● **INPUT DATA**:

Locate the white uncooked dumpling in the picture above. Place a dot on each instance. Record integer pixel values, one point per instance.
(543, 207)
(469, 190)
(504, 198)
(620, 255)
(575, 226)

● **WRITTEN TASK**:
Print every one of the rows above again, word for word, with nothing changed.

● **ANSWER TO THE EXERCISE**:
Locate the white uncooked dumpling in the picture above. Place a dot on each instance. Record integer pixel values, one point per instance.
(543, 207)
(469, 190)
(504, 198)
(620, 255)
(575, 226)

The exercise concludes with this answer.